*TEXTE RETENU:*
———

Cinquante ans après sa mort, l’un des plus grands écrivains du XXe siècle demeure un objet de scandales et de polémiques. Tant mieux.
Le 1er juillet 1961, dans son pavillon du 25 ter, chemin des Gardes à Meudon, Louis-Ferdinand Destouches alias Céline achevait son voyage terrestre, dix ans après son retour du Danemark en France et l’amnistie dont il avait bénéficié. Il venait juste de mettre le point final à son dernier livre, Rigodon, dernier volet de la Trilogie allemande. Un an plus tard se réalisait ce qu’il aurait tant voulu voir de son vivant : la parution du Voyage au bout de la nuit et de Mort à crédit dans ce panthéon littéraire qu’est la collection de la Pléiade. Témoignage de reconnaissance de ce qu’il avait apporté à la littérature française.

———

*CONSIGNE:* Reproduisez fidèlement le passage du texte sur Céline qui débute par « Cinquante ans après » et s'achève par « la littérature française. ».

———

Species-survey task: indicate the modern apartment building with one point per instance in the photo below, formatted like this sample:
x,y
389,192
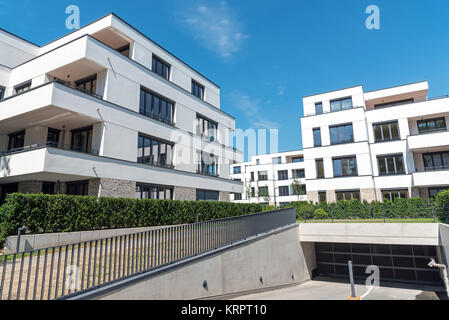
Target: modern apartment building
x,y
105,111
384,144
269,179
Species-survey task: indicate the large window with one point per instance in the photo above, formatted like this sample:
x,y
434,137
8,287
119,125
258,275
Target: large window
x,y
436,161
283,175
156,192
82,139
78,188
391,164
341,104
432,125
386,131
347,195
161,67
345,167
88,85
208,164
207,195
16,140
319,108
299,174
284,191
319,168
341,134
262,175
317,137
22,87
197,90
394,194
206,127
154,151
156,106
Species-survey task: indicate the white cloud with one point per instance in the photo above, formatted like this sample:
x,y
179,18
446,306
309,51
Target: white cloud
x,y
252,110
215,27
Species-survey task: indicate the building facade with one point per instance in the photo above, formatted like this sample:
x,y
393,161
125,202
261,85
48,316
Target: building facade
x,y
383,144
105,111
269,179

———

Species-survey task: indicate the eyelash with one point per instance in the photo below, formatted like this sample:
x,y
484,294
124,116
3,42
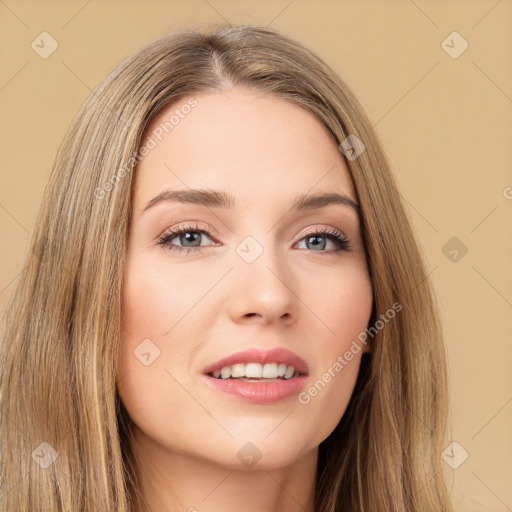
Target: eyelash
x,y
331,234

———

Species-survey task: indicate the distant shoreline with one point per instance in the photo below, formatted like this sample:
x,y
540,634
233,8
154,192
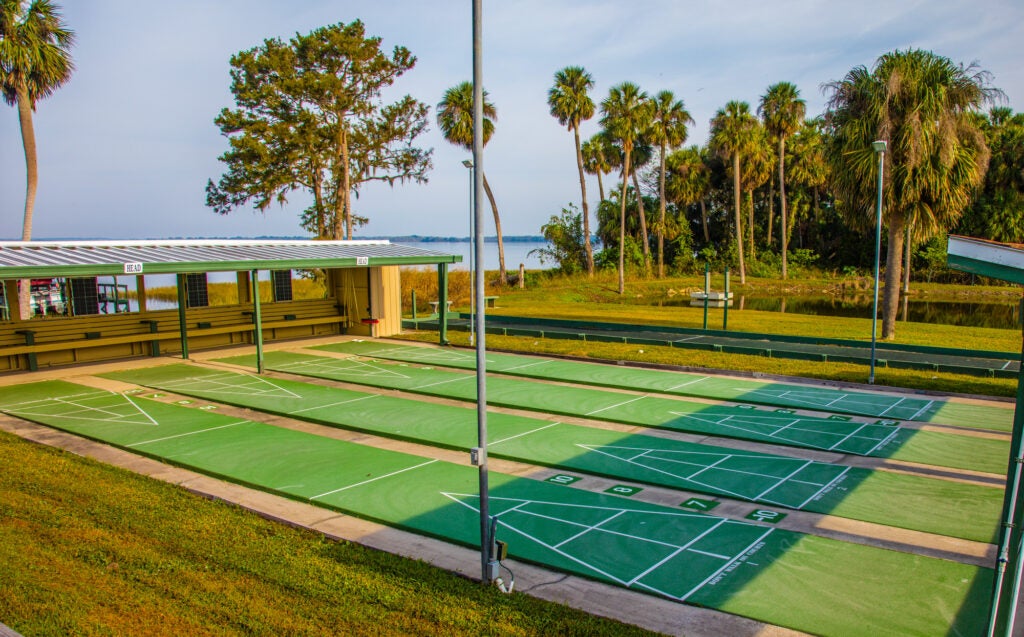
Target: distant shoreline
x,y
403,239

———

*RÉPONSE ATTENDUE:*
Cinquante ans après sa mort, l’un des plus grands écrivains du XXe siècle demeure un objet de scandales et de polémiques. Tant mieux.
Le 1er juillet 1961, dans son pavillon du 25 ter, chemin des Gardes à Meudon, Louis-Ferdinand Destouches alias Céline achevait son voyage terrestre, dix ans après son retour du Danemark en France et l’amnistie dont il avait bénéficié. Il venait juste de mettre le point final à son dernier livre, Rigodon, dernier volet de la Trilogie allemande. Un an plus tard se réalisait ce qu’il aurait tant voulu voir de son vivant : la parution du Voyage au bout de la nuit et de Mort à crédit dans ce panthéon littéraire qu’est la collection de la Pléiade. Témoignage de reconnaissance de ce qu’il avait apporté à la littérature française.